## Your instructions
Since only the written part is wanted, repeat the records exactly and omit the pictures.

## Provided records
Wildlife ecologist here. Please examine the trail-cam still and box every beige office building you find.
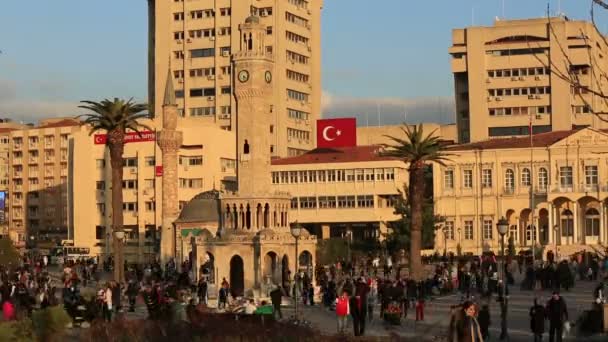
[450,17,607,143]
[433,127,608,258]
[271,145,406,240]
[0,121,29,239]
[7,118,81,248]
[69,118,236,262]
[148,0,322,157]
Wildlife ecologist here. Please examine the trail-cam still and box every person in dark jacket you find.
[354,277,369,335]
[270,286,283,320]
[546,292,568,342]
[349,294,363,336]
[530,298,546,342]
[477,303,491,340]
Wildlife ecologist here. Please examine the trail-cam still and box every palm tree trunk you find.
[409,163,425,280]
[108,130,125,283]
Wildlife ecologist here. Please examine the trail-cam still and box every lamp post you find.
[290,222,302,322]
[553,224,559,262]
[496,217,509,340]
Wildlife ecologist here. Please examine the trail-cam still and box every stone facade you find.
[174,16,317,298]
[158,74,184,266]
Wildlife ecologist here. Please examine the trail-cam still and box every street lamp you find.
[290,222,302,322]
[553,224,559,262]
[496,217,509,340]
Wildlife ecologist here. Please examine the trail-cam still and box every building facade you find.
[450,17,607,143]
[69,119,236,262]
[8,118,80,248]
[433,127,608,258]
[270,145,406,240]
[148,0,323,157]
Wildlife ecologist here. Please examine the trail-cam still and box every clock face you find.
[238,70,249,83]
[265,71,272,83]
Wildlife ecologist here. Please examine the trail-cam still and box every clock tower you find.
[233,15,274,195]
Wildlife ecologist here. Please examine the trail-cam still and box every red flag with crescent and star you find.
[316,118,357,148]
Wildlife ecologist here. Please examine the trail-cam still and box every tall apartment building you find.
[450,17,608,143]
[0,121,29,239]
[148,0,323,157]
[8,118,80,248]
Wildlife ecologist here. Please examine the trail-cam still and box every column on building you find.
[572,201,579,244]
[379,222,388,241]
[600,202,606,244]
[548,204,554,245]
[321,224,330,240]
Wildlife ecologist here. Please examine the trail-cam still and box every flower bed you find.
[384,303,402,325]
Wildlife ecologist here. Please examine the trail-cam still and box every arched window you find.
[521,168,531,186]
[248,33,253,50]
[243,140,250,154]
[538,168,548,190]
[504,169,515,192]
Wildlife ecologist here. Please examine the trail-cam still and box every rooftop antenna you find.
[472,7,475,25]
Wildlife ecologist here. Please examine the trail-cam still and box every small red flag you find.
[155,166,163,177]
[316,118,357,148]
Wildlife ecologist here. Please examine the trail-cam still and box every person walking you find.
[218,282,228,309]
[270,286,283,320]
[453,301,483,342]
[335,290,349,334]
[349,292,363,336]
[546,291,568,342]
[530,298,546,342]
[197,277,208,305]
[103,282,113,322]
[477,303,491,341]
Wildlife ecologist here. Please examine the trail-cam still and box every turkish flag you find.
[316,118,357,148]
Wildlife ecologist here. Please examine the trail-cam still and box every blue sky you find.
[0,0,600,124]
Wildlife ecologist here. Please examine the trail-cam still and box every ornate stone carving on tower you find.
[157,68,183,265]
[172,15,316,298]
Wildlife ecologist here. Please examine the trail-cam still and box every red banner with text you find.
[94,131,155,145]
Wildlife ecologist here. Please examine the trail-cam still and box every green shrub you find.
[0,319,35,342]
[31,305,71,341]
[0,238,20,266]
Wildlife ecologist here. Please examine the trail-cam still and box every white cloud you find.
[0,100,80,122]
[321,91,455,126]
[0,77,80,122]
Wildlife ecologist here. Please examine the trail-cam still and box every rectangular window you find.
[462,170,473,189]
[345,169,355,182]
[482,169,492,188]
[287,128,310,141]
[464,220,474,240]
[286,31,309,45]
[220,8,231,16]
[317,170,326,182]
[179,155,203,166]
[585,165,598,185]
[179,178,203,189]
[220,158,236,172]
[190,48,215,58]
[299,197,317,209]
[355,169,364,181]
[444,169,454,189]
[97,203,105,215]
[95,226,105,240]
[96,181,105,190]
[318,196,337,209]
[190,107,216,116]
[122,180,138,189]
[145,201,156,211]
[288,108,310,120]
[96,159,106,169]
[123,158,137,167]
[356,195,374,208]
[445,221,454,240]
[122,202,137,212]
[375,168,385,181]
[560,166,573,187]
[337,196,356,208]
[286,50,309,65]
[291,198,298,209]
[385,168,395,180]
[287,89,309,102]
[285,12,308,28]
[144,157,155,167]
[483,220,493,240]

## Answer for the task
Wildlife ecologist here. Please examine the trail-cam still and box every beige office building you find.
[450,17,607,143]
[433,127,608,258]
[271,145,406,240]
[0,121,29,239]
[7,118,81,248]
[69,118,236,262]
[148,0,322,157]
Wildlife ecologist here. Please examine the trail-cam still and box every person in dark jacket you find.
[354,277,369,335]
[270,286,283,320]
[546,292,568,342]
[349,294,363,336]
[530,298,546,342]
[477,303,491,340]
Wildlife ecologist here. Please examine the trail-cam still and box every palm tree trunk you find.
[409,163,425,280]
[108,130,125,283]
Wildlife ecologist here. Please examine the trail-cam still and box every lamp post you find.
[290,222,302,322]
[553,224,559,262]
[496,217,509,340]
Wildlife ecologist here. Please examine the trail-cam still and box every stone facade you find.
[174,16,317,298]
[158,74,184,266]
Wildlife ecologist here. Please examine the trail-cam still and box every street lamp you find.
[290,222,302,322]
[553,224,559,262]
[496,217,509,340]
Wildlife ecologist here. Please examine the trail-cam still and box every building facade you find.
[450,17,607,143]
[69,119,236,262]
[8,118,80,248]
[433,127,608,258]
[270,145,406,240]
[148,0,323,157]
Wildlife ecologist here. Please examine the trail-cam still and box every clock face you find.
[238,70,249,83]
[265,71,272,83]
Wildlife ecologist here. Please examine the trail-cam still and box every clock tower you find.
[233,15,274,195]
Wildlife ecologist here. Please examine the trail-cam still and box every red flag with crescent and star you find.
[316,118,357,148]
Wildlife ecologist here. Please examine the trail-cam still and box every tall apartment building you find.
[450,17,608,143]
[0,121,29,239]
[148,0,323,157]
[8,118,80,248]
Wildlife ecologist here. Please examine the trail-cam still and box every column on building you find.
[572,201,579,244]
[379,222,388,241]
[600,202,606,244]
[548,204,554,245]
[321,224,330,240]
Wildlife ecologist here. Please examine the trail-cam still and box every flower bed you find.
[384,303,402,325]
Wildlife ecologist here. Please examine the trail-cam still and box every arched window you find.
[521,168,531,186]
[248,33,253,50]
[243,140,250,154]
[538,168,548,190]
[504,169,515,192]
Wildlife ecologist here. Please examine the trail-cam still and box every rooftop antenna you find.
[472,7,475,25]
Wildlife ecologist here. Please examine the trail-cam still and box every small red flag you find.
[155,166,163,177]
[316,118,357,148]
Wildlife ecologist here. Please examine the trail-cam still and box every person walking you find.
[218,282,228,309]
[270,286,283,320]
[453,301,483,342]
[335,290,349,334]
[349,292,363,336]
[546,291,568,342]
[530,298,546,342]
[197,277,208,305]
[103,282,113,322]
[477,303,491,341]
Wildlife ecologist here. Please examine the trail-cam still and box every turkish flag you find.
[316,118,357,148]
Wildlife ecologist here. Please examine the trail-cam still and box every blue sky you find.
[0,0,600,124]
Wildlife ecologist here. Please examine the trail-cam still and box every ornate stone carving on tower you find.
[157,68,183,265]
[172,15,316,298]
Wildlife ecologist here. Please examine the trail-cam still and box every red banner with text you find.
[94,131,155,145]
Wildlife ecologist here. Please examine the trail-cam still and box every green shrub you find.
[0,319,35,342]
[31,305,71,341]
[0,238,20,266]
Wildlife ecologist here. Please examine the trail-cam still and box every white cloud you find.
[0,100,80,122]
[321,91,455,126]
[0,77,80,122]
Wildlife ecologist here. Please examine the trail-cam still and box every rectangular window you find.
[462,170,473,189]
[345,169,355,182]
[482,169,492,188]
[287,128,310,141]
[464,220,474,240]
[286,31,309,45]
[220,8,231,16]
[317,170,326,182]
[179,155,203,166]
[585,165,598,185]
[179,178,203,189]
[220,158,236,172]
[190,48,215,58]
[299,197,317,209]
[355,169,364,181]
[444,169,454,189]
[97,203,105,215]
[95,226,105,240]
[96,181,105,190]
[318,196,337,209]
[190,107,216,116]
[122,180,138,189]
[145,201,156,211]
[288,108,310,120]
[96,159,106,169]
[123,158,137,167]
[356,195,374,208]
[445,221,454,240]
[122,202,137,212]
[375,168,385,181]
[560,166,573,187]
[337,196,356,208]
[286,50,309,65]
[291,198,298,209]
[385,168,395,180]
[287,89,309,102]
[285,12,308,28]
[144,157,155,167]
[483,220,493,240]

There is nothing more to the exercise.